» Problem description
Locate the line that contains "Field log: drop a marker on each instance of the tall". Copy it and every following line through the end of the records, exactly, and include nothing else.

[Image location labeling entries]
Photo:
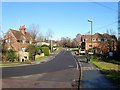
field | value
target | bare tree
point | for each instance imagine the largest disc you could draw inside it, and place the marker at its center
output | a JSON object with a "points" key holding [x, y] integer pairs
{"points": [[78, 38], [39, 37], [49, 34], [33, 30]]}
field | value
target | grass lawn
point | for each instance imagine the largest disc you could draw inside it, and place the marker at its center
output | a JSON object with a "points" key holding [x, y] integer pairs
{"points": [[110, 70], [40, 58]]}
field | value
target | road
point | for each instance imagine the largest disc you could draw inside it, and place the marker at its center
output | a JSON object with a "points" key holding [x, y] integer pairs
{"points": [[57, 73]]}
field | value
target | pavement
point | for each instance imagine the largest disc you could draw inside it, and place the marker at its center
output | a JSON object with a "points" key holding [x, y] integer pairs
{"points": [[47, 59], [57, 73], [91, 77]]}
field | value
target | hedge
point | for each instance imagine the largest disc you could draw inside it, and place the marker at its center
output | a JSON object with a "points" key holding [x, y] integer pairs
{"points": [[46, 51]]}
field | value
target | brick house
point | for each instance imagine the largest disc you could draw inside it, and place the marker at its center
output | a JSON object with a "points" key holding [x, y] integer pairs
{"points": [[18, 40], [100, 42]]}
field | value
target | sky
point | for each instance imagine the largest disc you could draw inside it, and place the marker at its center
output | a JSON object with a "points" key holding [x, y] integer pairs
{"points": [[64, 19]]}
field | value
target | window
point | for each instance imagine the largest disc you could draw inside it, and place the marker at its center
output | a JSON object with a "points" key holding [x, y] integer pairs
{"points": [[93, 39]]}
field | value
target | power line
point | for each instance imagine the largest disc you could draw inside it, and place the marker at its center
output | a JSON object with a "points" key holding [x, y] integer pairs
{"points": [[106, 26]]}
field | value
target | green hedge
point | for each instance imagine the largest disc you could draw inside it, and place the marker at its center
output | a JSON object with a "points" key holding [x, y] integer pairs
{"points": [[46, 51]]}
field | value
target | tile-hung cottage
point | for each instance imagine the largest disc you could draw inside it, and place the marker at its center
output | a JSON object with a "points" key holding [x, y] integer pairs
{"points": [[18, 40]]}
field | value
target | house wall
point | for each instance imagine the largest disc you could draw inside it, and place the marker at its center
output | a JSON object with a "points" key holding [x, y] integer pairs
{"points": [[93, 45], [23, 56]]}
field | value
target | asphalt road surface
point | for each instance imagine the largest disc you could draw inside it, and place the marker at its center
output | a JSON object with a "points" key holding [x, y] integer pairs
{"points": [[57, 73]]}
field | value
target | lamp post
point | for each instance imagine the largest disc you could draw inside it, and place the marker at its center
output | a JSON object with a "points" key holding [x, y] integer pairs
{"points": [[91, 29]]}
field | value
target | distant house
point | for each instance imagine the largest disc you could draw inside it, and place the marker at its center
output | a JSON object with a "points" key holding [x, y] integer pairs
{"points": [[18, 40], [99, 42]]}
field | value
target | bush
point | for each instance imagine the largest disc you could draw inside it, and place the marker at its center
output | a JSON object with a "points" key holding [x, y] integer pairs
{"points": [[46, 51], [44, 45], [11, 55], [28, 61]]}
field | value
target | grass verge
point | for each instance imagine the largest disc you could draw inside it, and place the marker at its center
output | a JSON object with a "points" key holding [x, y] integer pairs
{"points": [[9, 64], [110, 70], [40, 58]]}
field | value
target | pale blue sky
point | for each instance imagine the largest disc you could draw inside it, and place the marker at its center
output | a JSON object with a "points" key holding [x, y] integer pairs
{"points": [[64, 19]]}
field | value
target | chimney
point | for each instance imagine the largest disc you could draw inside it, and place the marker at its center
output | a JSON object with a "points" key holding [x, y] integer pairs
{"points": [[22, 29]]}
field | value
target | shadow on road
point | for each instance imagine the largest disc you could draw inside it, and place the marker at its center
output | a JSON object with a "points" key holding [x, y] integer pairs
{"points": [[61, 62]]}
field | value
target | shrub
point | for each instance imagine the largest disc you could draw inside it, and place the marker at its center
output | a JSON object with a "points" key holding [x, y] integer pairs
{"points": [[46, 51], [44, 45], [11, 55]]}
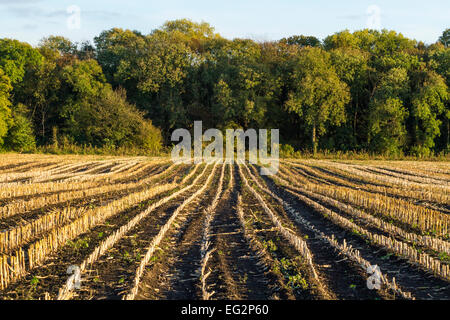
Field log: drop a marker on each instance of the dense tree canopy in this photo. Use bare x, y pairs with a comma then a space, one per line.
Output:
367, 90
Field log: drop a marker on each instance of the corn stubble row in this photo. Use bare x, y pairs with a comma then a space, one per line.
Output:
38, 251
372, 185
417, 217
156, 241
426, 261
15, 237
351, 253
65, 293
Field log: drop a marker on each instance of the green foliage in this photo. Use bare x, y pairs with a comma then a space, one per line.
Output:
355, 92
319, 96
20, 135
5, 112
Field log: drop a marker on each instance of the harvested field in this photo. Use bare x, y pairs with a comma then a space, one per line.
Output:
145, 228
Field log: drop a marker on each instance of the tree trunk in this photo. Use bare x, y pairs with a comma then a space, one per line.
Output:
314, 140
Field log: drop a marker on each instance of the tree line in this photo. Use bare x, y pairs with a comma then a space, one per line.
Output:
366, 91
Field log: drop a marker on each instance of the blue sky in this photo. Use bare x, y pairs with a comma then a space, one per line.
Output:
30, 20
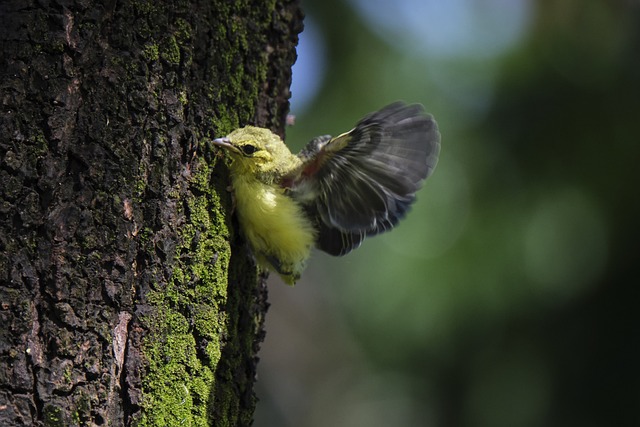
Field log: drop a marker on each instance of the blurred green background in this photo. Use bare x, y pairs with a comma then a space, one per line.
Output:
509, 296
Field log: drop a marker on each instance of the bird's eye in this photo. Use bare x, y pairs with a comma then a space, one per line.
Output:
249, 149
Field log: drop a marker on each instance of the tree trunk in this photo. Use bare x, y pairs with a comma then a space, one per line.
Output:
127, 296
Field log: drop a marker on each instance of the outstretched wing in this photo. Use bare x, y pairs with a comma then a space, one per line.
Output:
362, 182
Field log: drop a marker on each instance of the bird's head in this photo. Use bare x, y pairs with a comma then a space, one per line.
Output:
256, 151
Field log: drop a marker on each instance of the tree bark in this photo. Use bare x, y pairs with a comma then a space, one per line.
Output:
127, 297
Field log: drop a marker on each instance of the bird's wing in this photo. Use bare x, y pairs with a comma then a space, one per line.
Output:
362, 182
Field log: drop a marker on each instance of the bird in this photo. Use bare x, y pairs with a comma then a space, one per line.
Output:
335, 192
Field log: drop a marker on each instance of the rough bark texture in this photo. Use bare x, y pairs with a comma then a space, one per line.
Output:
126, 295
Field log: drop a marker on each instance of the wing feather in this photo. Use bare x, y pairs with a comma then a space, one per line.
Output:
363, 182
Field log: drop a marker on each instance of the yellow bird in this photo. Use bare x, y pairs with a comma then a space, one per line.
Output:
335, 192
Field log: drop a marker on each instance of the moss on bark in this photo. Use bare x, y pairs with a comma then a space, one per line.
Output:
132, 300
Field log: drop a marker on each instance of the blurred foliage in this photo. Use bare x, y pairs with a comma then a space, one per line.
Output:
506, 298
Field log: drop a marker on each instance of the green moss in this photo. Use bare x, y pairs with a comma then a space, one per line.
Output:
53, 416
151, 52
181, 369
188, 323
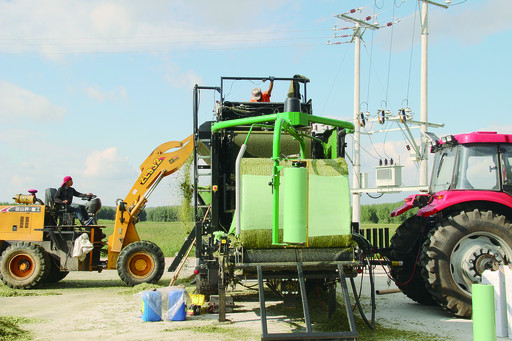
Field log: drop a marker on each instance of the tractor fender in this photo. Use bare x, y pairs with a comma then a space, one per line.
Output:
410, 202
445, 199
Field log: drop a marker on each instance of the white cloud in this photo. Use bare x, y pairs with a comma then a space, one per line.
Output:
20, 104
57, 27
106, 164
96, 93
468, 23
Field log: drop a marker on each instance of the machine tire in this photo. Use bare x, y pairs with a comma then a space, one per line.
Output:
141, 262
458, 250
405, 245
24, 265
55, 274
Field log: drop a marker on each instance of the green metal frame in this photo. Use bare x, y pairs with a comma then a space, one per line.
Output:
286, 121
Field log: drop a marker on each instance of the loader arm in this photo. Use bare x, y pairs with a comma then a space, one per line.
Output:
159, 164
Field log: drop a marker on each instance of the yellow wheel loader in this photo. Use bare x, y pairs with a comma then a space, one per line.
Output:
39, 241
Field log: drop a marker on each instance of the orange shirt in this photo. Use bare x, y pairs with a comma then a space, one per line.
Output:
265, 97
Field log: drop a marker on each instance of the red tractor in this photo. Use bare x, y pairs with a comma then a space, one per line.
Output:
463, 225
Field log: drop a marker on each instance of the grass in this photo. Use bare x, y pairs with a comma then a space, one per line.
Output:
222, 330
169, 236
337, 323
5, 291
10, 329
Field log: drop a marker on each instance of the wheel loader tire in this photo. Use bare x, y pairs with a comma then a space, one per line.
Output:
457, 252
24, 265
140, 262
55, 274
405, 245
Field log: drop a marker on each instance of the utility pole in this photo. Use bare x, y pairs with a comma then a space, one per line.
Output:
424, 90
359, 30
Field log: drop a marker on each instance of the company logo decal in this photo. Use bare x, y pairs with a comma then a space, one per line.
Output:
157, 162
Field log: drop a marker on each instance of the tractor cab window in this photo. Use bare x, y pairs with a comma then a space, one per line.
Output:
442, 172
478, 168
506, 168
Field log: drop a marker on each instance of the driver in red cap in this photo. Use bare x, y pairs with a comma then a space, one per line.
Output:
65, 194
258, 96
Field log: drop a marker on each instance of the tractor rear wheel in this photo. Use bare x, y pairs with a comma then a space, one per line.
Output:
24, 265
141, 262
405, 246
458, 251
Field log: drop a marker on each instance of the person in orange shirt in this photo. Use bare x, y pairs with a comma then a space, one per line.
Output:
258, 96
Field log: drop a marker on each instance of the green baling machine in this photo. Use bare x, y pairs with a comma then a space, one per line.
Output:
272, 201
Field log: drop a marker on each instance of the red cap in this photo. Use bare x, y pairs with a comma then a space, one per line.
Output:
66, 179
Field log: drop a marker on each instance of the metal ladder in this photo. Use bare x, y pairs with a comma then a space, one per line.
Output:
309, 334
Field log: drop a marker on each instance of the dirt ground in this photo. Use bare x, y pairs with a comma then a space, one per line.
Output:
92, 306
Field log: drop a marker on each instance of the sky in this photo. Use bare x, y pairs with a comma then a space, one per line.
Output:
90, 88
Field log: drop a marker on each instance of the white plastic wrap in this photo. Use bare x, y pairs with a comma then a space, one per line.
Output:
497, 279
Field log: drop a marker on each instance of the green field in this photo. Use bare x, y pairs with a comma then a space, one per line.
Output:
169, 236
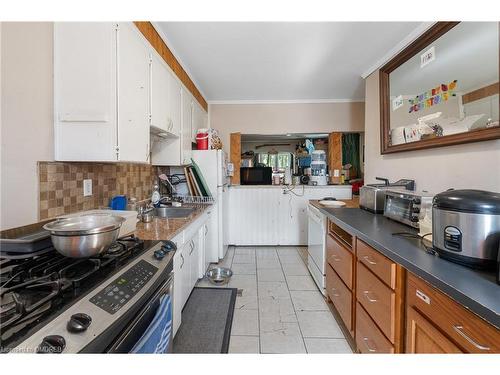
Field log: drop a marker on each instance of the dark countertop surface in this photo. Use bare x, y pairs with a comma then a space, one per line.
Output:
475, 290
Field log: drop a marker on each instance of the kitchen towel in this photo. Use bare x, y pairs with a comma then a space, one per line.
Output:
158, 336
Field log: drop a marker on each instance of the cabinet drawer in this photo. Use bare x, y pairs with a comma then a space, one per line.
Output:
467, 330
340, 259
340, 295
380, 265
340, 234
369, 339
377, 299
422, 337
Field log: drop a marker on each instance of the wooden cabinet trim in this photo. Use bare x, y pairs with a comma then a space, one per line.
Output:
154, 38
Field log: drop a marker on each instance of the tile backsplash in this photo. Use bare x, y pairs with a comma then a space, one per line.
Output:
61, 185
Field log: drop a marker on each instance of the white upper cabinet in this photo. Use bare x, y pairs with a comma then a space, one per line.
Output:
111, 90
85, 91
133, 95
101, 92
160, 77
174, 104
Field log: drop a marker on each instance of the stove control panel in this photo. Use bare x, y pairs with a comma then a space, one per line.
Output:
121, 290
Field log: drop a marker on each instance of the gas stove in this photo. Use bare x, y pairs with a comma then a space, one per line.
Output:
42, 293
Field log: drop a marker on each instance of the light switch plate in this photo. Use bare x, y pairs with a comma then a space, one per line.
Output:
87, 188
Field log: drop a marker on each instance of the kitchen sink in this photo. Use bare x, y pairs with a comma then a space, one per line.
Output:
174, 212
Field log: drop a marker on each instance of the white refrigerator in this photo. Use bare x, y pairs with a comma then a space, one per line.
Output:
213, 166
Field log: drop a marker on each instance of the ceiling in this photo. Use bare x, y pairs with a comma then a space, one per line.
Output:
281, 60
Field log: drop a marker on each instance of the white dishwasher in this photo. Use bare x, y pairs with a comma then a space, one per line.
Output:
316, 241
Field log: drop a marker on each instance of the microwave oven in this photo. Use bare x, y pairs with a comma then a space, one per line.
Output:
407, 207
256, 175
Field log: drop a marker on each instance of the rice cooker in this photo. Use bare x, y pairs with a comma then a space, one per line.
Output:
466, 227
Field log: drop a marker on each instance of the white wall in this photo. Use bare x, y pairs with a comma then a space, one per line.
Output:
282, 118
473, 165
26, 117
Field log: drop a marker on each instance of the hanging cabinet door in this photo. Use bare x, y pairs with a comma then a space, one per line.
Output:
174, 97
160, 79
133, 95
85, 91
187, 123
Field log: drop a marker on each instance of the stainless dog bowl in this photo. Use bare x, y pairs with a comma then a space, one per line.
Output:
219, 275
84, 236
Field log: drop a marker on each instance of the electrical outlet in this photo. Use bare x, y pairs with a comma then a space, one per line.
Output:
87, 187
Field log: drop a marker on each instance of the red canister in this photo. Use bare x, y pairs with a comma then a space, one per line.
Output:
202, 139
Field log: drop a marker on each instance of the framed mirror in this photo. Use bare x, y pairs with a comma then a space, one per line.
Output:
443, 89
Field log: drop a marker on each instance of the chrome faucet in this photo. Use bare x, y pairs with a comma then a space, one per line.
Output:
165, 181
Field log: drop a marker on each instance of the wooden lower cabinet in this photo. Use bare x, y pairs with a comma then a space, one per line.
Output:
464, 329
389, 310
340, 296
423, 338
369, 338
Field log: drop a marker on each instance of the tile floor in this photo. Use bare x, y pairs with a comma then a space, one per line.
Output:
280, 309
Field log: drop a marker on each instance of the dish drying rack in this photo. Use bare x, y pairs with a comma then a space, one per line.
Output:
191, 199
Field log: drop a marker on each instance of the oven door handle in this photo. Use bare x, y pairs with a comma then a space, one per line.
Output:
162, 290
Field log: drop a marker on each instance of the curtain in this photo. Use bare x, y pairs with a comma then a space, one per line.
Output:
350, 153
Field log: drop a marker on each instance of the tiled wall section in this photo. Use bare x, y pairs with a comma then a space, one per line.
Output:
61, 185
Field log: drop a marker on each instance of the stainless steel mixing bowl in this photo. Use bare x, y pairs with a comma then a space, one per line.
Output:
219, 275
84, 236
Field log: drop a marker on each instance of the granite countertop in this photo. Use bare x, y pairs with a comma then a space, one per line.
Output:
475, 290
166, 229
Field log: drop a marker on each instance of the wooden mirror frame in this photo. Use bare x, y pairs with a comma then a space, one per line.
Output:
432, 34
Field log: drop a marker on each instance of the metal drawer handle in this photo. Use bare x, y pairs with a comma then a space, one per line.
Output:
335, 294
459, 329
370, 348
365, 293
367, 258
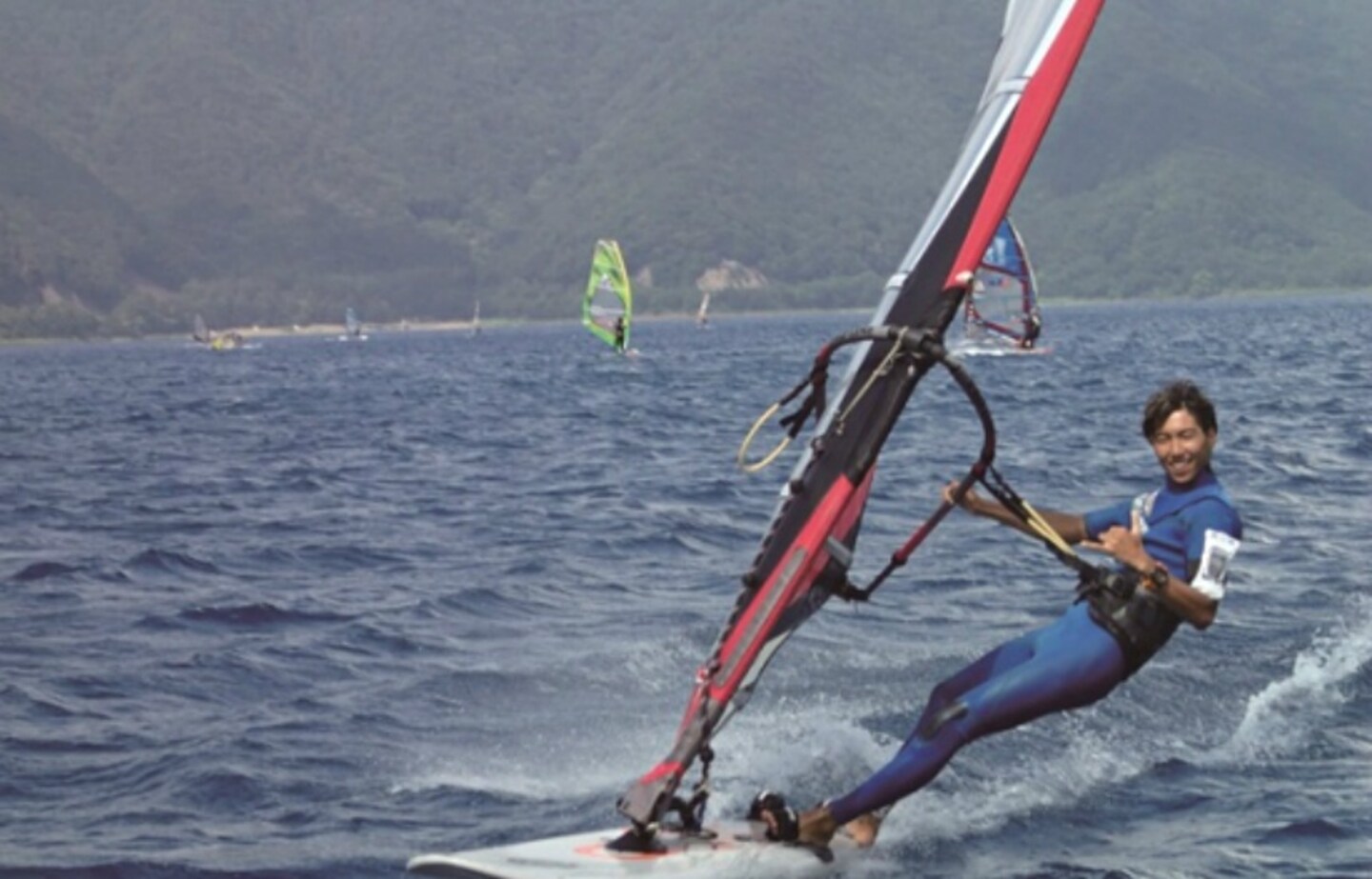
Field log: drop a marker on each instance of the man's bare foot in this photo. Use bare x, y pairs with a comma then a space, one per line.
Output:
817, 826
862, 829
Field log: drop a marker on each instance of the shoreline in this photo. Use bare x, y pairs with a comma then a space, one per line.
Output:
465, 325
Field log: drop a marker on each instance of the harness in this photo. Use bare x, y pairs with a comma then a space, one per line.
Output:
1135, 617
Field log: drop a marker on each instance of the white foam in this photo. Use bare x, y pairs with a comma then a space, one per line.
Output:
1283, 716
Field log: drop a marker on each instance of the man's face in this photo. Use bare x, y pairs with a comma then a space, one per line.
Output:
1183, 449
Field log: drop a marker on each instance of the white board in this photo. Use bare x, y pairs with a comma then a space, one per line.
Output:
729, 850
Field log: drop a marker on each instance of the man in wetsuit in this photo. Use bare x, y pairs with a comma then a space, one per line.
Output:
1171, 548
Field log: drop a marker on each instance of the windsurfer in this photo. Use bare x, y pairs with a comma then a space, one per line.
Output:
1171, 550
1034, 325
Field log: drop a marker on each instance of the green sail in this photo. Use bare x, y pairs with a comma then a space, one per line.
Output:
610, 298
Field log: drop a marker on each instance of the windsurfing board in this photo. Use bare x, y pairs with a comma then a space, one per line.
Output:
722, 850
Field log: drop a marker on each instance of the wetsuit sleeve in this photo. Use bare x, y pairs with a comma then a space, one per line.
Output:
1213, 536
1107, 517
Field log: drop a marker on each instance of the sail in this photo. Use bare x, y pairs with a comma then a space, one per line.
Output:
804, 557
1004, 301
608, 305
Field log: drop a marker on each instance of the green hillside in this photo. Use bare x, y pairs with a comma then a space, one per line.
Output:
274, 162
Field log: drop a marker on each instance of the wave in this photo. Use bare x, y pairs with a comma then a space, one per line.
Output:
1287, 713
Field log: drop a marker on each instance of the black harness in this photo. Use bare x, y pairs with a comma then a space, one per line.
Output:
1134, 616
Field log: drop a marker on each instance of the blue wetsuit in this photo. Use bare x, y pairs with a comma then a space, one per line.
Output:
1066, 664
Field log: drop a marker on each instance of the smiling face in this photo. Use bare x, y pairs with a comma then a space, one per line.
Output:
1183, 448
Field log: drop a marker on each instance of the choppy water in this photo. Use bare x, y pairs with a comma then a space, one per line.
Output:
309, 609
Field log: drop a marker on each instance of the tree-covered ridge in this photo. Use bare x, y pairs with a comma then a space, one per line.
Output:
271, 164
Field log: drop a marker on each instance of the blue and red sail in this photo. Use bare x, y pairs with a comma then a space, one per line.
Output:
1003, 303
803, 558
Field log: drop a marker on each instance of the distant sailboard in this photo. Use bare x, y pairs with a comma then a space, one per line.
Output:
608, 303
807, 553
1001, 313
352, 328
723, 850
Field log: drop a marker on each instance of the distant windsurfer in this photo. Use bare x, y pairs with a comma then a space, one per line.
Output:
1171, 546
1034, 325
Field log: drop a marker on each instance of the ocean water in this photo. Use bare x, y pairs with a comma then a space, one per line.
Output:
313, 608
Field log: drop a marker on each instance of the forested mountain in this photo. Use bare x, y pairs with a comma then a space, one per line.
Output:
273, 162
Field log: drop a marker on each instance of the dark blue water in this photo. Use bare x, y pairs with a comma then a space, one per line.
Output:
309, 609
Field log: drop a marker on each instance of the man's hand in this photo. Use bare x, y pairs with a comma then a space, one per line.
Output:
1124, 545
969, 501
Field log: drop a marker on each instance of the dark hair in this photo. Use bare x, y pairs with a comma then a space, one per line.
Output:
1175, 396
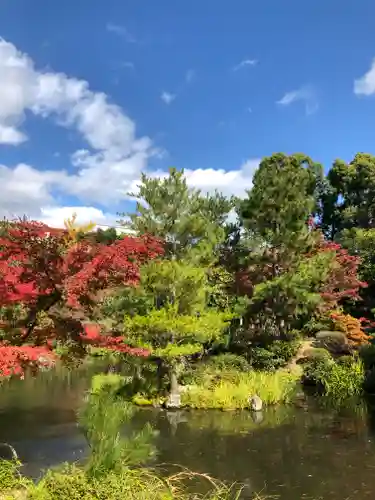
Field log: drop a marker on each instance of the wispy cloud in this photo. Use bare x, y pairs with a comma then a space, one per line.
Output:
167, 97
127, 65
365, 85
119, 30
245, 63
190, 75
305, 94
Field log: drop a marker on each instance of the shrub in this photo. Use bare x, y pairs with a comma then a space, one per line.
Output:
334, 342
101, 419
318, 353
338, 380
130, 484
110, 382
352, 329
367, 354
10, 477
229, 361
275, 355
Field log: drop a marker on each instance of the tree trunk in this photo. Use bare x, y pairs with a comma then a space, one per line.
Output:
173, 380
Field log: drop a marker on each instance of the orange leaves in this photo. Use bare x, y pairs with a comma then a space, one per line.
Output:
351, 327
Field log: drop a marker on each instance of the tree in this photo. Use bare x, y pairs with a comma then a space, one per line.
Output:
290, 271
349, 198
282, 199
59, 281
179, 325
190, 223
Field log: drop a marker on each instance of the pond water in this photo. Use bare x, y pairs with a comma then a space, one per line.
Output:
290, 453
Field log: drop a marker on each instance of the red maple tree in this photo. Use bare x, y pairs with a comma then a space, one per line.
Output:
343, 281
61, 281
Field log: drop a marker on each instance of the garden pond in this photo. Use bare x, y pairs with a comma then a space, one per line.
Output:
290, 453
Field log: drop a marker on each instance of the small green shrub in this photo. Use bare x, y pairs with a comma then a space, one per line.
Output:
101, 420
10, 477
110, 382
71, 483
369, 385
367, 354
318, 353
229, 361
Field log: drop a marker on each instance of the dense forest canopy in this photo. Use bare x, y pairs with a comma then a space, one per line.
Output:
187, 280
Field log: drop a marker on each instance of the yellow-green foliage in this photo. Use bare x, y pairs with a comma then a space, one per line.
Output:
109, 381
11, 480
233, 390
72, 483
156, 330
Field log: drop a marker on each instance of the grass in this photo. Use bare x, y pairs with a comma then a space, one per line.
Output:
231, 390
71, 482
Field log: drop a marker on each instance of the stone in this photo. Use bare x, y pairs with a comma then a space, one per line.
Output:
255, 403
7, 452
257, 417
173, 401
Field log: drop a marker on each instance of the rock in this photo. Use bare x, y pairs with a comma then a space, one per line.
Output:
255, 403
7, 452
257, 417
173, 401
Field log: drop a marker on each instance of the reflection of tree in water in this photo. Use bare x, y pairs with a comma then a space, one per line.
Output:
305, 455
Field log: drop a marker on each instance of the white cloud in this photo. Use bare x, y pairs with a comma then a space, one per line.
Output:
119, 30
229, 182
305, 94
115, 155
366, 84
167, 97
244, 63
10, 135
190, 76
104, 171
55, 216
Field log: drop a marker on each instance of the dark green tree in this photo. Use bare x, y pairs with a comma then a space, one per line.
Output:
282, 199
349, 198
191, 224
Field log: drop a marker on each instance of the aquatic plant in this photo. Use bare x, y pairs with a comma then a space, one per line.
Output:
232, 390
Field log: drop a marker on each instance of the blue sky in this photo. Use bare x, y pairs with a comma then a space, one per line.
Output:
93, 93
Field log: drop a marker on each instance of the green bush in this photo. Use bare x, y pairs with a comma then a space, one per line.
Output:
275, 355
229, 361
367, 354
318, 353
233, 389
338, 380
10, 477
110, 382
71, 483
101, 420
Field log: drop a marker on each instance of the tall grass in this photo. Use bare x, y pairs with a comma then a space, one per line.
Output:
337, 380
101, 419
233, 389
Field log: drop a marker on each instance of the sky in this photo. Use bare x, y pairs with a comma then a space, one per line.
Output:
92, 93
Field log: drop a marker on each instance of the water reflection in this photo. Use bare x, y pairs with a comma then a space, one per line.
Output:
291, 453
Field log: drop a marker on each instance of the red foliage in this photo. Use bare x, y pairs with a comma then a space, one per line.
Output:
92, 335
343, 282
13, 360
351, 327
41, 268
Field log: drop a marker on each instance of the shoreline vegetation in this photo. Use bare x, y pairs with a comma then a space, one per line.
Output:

» The response
Field log: drop a marker on each instance of the tall grass in this photo. Use bare x, y pairs with a comma then a space, one per line.
Output:
337, 380
101, 419
233, 389
Field log: drop a marker on each instance of the sky in this photo. Use bare x, y pairs with a comma then a space, one per line.
Output:
92, 93
Field log: drop a marker on each instance of the water reflection in this photo. Use bare x, y pairs with a comma then a space, one per line.
Output:
291, 453
Field log: drop a marker on each instance of the red foliage in this photo. Use bare x, y pairs with a comma then a space, one per line.
Output:
92, 335
343, 282
13, 360
351, 327
41, 268
Field log: drop a marker on each instance of the shoreline vegetation in this photo. Use bare x, y pairs with a comma then a space, one per line.
Output:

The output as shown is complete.